短い課題 1
記録の中で「lounge」という語を含む行を数え、その数だけを答えてください。大文字と小文字は区別します。

提示された文章
< 原 子 力 神 話 U >


〜 安い電気を供給するという神話 〜

たいへん巨大な設備投資を要し
技術開発も要するうえに
放射能に対する非常に堅固な防護を必要とします。
さらに、その背景には核拡散という複雑な問題を抱えています。
そのため、商業資本がこれを産業化できないという長い期間がありました。
それを、政府の原子力志向の強力な政策という国家的戦略と国家的保護によって
なんとか産業化してきたというのが
これまで述べてきた歴史からおわかりだと思います。

安い電力という神話は、ご本尊というか
元祖である本家本元のアメリカにおいては
非常に早い時期に崩れています。

原子力発電が実際に商業的な発電として
社会的にある程度確立してくるにつれて
むしろ原子力の不経済性ということがはっきりしてきて
原子力そのもののさまざまな先行きに対する不安が見えてきたのです。

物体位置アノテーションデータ
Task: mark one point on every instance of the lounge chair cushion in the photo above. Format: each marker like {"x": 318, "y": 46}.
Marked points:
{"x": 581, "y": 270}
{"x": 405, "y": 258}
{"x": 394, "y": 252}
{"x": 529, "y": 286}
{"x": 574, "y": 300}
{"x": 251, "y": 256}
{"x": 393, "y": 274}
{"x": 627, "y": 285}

* * *

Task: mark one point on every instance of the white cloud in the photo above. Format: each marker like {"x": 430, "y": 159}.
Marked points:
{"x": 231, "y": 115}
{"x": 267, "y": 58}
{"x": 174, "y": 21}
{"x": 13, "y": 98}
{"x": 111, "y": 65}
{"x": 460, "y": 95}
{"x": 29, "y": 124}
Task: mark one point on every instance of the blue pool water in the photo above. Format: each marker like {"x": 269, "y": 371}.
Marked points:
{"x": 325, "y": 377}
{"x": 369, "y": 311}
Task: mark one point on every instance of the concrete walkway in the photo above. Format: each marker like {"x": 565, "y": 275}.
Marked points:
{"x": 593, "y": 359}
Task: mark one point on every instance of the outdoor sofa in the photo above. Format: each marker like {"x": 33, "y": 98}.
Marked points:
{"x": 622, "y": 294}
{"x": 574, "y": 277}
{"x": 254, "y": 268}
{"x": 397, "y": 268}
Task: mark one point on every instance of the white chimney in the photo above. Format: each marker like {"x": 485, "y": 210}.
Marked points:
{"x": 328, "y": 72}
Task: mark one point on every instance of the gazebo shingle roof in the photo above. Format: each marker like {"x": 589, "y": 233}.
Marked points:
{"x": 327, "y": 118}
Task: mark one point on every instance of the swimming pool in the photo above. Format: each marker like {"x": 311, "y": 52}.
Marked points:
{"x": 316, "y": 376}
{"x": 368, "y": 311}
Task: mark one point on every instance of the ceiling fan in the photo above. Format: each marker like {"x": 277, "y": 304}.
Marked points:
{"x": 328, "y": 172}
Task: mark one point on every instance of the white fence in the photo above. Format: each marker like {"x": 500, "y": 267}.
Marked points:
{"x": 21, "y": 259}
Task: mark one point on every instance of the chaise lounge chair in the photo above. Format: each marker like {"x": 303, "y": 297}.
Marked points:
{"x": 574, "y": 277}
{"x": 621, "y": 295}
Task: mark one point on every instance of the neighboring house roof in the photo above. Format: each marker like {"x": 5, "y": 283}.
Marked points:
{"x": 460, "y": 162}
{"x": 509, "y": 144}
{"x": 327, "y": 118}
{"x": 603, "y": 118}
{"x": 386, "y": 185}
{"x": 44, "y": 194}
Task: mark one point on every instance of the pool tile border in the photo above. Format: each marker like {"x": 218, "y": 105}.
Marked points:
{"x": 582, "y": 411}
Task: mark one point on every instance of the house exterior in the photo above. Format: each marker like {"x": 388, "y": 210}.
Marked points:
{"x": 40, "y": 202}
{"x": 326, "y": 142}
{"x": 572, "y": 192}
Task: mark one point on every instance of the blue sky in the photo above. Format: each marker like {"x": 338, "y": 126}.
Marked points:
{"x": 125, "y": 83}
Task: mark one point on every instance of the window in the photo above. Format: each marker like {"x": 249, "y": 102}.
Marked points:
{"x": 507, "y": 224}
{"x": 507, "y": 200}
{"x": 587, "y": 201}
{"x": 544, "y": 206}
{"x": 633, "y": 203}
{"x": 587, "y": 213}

短い課題 2
原子力神話についての文章から、「そのため、商業資本がこれを産業化できないという長い期間がありました。」で始まり「非常に早い時期に崩れています。」で終わる部分を、一字も変えずに打ち直してください。

記述回答 1
2

記述回答 2
そのため、商業資本がこれを産業化できないという長い期間がありました。
それを、政府の原子力志向の強力な政策という国家的戦略と国家的保護によって
なんとか産業化してきたというのが
これまで述べてきた歴史からおわかりだと思います。

安い電力という神話は、ご本尊というか
元祖である本家本元のアメリカにおいては
非常に早い時期に崩れています。